#### Rows from a pointing dataset:
_____
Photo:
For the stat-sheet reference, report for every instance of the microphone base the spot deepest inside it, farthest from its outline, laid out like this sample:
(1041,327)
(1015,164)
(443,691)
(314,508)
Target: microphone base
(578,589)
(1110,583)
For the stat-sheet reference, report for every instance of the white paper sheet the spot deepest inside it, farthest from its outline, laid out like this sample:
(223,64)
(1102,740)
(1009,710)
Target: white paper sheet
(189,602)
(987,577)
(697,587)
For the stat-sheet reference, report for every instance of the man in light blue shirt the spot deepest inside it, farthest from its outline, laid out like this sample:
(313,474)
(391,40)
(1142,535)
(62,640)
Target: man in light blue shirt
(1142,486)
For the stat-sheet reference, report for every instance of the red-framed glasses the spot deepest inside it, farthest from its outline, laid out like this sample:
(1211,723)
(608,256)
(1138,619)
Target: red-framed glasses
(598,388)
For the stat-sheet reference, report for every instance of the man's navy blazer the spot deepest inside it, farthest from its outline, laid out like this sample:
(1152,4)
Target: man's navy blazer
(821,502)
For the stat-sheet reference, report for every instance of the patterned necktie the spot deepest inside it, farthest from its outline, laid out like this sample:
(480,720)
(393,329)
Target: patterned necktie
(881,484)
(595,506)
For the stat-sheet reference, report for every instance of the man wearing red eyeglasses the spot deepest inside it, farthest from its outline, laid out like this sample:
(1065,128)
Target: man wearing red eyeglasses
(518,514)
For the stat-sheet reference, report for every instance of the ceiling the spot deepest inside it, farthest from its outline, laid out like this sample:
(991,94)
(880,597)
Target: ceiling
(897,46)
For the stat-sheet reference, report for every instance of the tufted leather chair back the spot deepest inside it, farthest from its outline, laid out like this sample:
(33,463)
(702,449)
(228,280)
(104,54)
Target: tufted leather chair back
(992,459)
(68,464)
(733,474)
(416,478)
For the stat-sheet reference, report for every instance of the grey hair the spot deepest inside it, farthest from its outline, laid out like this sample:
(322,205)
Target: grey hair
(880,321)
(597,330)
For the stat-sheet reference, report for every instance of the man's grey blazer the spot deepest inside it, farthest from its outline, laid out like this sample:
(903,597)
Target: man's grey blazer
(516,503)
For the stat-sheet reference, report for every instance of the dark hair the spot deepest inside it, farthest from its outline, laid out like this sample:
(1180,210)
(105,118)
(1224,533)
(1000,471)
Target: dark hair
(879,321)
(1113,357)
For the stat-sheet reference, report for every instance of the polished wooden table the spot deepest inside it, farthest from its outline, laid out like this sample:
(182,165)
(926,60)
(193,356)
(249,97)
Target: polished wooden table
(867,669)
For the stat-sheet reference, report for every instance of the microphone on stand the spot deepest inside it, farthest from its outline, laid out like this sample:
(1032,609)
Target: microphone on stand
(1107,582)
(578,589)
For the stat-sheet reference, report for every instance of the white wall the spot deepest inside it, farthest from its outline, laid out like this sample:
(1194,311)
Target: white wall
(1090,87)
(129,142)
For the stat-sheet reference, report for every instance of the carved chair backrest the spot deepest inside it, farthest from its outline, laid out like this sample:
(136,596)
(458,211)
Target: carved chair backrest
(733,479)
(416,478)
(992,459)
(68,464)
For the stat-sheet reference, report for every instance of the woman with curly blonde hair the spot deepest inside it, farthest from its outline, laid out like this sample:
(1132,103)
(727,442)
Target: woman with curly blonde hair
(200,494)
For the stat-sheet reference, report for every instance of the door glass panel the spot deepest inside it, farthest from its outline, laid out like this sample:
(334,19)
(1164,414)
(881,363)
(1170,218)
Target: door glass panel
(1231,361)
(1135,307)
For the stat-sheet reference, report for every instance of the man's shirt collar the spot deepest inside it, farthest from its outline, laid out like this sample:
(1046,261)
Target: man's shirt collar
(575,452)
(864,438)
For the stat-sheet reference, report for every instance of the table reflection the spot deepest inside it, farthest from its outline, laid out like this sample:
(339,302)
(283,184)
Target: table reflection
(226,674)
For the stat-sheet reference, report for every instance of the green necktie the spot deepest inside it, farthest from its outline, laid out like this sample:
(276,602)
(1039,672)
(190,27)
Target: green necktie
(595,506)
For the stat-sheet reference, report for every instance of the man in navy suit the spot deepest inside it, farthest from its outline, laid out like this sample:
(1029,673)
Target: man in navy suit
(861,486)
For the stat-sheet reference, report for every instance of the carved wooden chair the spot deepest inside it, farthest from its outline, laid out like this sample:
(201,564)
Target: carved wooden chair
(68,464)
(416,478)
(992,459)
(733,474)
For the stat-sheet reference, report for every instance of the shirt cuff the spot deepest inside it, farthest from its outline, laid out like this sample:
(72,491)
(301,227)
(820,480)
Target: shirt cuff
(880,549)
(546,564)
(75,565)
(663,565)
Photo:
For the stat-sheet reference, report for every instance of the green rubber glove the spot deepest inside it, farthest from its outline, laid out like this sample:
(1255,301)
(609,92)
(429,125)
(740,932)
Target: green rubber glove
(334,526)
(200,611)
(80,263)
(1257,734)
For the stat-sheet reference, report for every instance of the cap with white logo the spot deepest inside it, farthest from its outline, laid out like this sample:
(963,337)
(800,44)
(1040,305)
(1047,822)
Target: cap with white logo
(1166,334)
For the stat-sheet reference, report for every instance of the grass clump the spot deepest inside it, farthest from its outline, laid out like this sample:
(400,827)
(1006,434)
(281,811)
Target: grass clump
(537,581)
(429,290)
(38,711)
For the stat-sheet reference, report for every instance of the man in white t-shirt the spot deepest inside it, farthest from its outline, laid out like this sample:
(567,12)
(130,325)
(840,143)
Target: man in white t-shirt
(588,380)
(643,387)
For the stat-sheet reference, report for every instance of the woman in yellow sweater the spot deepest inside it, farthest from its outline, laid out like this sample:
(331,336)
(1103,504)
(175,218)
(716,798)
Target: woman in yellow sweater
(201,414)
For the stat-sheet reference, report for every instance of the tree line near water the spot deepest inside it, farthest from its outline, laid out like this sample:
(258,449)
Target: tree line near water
_____
Give back exactly the lines that run from the line with "the cap with" through the close of the material, counting both ends, and nothing more.

For the stat-sheet reference, report for every instance of the cap with white logo the spot deepest inside it, farthest from its outline, laid out like this sample:
(963,337)
(800,44)
(1040,305)
(1047,822)
Target: cap with white logo
(1166,334)
For the stat-sheet reference, report for every instance of the grass clump the spot deepest inside it, farthest from its outline, laid out like this sample:
(400,827)
(1006,434)
(281,811)
Target: grass clump
(537,581)
(429,290)
(38,711)
For the stat-sheet reference, report for every instance of the man in white t-shirt the spot deepest inside it, farthest from its outline, laid out like this sample:
(567,12)
(130,325)
(840,143)
Target: man in white t-shirt
(588,380)
(643,387)
For the stat-sheet reference, report for every instance of the woman in yellow sweater the spot deepest inside it, farthest from its outline, laid out like this sample:
(331,336)
(1103,504)
(175,218)
(716,798)
Target: woman in yellow sweater
(201,414)
For the stat-sheet reference, report for every instance of the tree line near water the spot deepest inside it, farthest from its outline, laid out like this sample:
(258,449)
Target: tree line near water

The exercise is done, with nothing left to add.